▸ **Text shown**
Chaucer the pilgrim believed that he was a noble, generous and liberal Knight with good manners: “He was a verray, parfit gentil Knight”. Chaucer’s Knight is respected because he has proven himself in battle. Earlier poets recognised the violence of war but saw it as an honourable struggle, and that death was a worthy sacrifice. In pre-World War One poems, Alfred Tennyson among other poets describes war; the emphasis on honour and glory: “When can their glory fade? O the wild charge they made! ” The charge is the best-known example of the heroism and stupidity of war, but Tennyson focuses on the glory.

Henry Newbolt was the most patriotic poet of Britain’s Empire. He wrote the poem, “Vitai Lampada”: the torch of life. His code of behaviour towards war was that it was all a game of Cricket. And setting the scene of schoolboys playing a game of cricket, he then sees them as men defending some outpost of Empire: “Play up! Play up! And play the game! ” Rupert Brooke wrote one of his poems, “The Soldier”, to say that through any man dying, he still gains success, where he’s been buried in a foreign field: “If I should die, think only this of me: that there’s some corner of a foreign field… ”

After 1915 Jessie Pope wrote in her poem ‘The Call’ about how when that call came through you knew that you were going to be doing your bit to get fit and to show your grit, to “earn the Empire’s thanks”. With real experience, however, Wilfred Owen soon saw, and described, the true horror of war. His descriptions of the front line were unstintingly graphic as he invented a new style of poetry. Owen couldn’t write poems about beautiful flowers anymore because it didn’t seem appropriate. The details of life and death in the front line are horrific: ‘The Sentry’ is a poem, which has total focus on an abandoned dugout.

▸ **Problem set**
**1.** From the essay on war poetry, reproduce word for word the passage that begins with the words containing "After 1915 Jessie" and ends with "an abandoned dugout.".
**2.** Render this sentence from the essay on war poetry in French: "Henry Newbolt was the most patriotic poet of Britain’s Empire."

▸ **Dataset entries**
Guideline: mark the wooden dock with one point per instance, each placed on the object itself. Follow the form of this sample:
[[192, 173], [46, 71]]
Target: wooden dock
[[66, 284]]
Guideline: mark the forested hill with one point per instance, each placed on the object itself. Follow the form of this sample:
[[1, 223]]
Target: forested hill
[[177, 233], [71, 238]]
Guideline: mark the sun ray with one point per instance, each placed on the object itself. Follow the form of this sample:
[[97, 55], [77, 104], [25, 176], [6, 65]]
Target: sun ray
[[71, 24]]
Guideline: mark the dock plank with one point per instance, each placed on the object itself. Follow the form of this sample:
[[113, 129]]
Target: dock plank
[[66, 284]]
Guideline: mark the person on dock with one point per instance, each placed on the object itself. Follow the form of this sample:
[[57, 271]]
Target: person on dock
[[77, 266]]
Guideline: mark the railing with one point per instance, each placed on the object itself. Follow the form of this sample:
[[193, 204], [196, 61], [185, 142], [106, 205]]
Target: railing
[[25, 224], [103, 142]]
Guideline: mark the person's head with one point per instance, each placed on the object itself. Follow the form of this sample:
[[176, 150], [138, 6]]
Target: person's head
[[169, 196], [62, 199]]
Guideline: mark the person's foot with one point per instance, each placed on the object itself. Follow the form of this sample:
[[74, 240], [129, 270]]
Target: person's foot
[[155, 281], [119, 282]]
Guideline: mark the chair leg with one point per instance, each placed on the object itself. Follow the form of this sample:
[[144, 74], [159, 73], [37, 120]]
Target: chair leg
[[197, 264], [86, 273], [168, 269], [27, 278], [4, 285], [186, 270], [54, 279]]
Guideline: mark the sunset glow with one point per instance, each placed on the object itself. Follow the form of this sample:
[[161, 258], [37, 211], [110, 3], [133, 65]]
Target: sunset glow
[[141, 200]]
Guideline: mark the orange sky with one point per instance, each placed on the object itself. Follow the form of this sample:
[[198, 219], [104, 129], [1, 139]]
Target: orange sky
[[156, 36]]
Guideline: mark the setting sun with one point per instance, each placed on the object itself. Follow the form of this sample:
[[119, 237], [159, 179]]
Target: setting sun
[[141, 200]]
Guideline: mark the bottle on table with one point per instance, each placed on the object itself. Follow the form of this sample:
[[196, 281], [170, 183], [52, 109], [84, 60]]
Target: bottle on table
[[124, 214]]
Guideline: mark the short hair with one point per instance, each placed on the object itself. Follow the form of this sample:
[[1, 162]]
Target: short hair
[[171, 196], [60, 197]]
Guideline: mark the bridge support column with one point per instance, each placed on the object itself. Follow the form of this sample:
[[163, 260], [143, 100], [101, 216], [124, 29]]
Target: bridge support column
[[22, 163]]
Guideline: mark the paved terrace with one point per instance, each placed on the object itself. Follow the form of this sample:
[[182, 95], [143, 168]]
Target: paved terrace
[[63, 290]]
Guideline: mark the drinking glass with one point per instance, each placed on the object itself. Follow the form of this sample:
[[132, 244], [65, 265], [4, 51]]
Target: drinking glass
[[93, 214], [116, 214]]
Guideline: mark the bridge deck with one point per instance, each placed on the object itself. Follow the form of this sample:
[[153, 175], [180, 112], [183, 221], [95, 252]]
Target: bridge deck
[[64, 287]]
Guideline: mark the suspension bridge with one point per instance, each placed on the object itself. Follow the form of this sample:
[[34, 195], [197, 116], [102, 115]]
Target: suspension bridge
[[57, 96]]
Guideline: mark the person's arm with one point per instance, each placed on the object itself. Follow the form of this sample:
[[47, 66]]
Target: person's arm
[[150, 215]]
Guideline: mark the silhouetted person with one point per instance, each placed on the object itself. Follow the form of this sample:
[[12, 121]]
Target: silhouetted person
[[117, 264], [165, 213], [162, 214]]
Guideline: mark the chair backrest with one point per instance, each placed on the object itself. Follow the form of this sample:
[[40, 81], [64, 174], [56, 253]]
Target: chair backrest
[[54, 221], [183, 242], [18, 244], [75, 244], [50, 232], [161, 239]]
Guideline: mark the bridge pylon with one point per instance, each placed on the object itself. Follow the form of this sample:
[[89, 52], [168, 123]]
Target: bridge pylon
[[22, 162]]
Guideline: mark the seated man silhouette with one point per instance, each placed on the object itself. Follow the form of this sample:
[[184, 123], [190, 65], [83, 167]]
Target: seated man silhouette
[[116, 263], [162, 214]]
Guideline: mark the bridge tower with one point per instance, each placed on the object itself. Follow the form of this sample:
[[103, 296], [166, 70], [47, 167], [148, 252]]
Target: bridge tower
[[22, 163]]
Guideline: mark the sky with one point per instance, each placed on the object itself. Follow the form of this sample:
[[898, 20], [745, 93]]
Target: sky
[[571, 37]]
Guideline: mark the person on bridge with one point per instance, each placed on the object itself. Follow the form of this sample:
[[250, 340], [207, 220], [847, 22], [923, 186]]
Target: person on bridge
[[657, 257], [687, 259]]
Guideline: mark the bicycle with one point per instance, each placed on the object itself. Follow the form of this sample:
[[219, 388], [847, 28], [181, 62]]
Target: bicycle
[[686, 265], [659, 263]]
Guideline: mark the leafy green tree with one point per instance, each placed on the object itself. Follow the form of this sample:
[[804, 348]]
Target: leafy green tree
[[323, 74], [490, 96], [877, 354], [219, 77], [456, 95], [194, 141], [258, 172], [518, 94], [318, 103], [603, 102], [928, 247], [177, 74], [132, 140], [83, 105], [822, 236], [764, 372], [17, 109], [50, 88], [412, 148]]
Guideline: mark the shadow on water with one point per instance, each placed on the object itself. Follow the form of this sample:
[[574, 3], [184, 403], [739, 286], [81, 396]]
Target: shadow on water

▸ **Written answers**
**1.**
After 1915 Jessie Pope wrote in her poem ‘The Call’ about how when that call came through you knew that you were going to be doing your bit to get fit and to show your grit, to “earn the Empire’s thanks”. With real experience, however, Wilfred Owen soon saw, and described, the true horror of war. His descriptions of the front line were unstintingly graphic as he invented a new style of poetry. Owen couldn’t write poems about beautiful flowers anymore because it didn’t seem appropriate. The details of life and death in the front line are horrific: ‘The Sentry’ is a poem, which has total focus on an abandoned dugout.

**2.** Henry Newbolt était le poète le plus patriotique de l’Empire britannique.